* **TASKS AND EXERCISES**:
1. In the playground essay, update everything from "The girls had snapped" down to "one in detail.", replacing "selfies" with "self-portraits".
2. Summarize the playground essay in two sentences.

* **DOCUMENT**:
** Begin **

“Dude, how did you get these? You’re SO lucky.”
I was at the playground with my preschooler when I heard this from a nearby group of middle school boys. They were hard to ignore as they passed around a cellphone filled with images of young girls — their classmates — in various stages of undress. I judged the boys to be 13, at the oldest.
The girls had snapped these selfies in bras or towels, posing alone in steamed-up bathrooms or frilly childhood bedrooms. From the boys’ chatter, I discerned that the “lucky dude” hadn’t requested the photos: The girls had taken them quite willingly. But he hadn’t rejected the photos, either, and he didn’t mind sharing them with others. I couldn’t see the images, but I didn’t need to. The boys were impressed enough to describe each one in detail.
Looking back, I wish I’d spoken up for those girls in the pictures but I was too shocked and sad. Watching my my rosy-cheeked preschooler on the swing, I was flooded by the realization that one day soon he’d be the same age as these boys. Even sooner, I’d need to discuss these issues with my 8- and 11-year-old daughters. The simplicity of swing sets and slides fades fast. What comes next isn’t nearly as simple.

** End **

* **RECORD LIST**:
** Begin **

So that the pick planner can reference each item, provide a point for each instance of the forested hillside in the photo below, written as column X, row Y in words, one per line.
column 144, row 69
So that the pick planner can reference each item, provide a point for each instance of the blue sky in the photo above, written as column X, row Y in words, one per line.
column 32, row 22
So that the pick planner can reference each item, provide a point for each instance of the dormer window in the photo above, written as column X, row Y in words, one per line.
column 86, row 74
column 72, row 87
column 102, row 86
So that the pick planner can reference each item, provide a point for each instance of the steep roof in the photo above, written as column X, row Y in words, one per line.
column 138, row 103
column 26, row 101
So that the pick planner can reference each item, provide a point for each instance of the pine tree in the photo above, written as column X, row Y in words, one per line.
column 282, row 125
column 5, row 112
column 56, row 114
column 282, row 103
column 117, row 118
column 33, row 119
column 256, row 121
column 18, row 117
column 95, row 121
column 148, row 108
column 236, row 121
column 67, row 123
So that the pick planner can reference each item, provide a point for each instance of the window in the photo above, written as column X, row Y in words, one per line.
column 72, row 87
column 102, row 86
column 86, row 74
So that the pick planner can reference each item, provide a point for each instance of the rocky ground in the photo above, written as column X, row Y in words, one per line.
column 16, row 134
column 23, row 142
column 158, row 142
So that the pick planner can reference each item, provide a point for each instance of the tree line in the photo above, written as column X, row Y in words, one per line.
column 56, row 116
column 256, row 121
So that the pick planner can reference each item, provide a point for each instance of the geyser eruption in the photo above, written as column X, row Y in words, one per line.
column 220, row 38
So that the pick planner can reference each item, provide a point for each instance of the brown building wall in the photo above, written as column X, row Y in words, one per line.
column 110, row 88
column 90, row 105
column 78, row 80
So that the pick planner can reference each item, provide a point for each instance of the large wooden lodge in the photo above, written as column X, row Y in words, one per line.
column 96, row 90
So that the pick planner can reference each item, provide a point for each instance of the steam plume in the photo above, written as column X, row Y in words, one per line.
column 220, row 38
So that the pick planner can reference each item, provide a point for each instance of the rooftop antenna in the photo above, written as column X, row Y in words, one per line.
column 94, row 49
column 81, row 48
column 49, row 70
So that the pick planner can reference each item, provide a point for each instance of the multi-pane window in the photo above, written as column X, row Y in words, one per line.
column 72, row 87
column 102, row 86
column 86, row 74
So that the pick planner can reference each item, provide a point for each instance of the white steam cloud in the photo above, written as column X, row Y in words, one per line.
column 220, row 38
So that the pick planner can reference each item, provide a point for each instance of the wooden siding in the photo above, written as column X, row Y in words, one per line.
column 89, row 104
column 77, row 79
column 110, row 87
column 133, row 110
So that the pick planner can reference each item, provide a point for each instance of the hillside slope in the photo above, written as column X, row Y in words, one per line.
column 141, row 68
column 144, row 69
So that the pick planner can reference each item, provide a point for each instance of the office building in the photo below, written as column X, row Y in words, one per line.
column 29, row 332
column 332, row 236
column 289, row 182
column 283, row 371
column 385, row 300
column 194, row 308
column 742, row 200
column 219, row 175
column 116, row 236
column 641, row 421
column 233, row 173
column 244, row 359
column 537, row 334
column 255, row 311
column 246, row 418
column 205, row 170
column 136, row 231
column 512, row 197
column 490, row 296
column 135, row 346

** End **

* **TASK-BY-TASK SOLUTIONS**:
1.
The girls had snapped these self-portraits in bras or towels, posing alone in steamed-up bathrooms or frilly childhood bedrooms. From the boys’ chatter, I discerned that the “lucky dude” hadn’t requested the photos: The girls had taken them quite willingly. But he hadn’t rejected the photos, either, and he didn’t mind sharing them with others. I couldn’t see the images, but I didn’t need to. The boys were impressed enough to describe each one in detail.

2. While at a playground with a preschooler, the writer overheard a group of middle school boys passing around a cellphone filled with images their girl classmates had willingly taken of themselves in various stages of undress, which one boy had not requested but did not mind sharing. Too shocked and sad at the time to speak up for the girls, the writer realized that the preschooler would soon be the same age as these boys and that these issues would need to be discussed even sooner with daughters aged 8 and 11.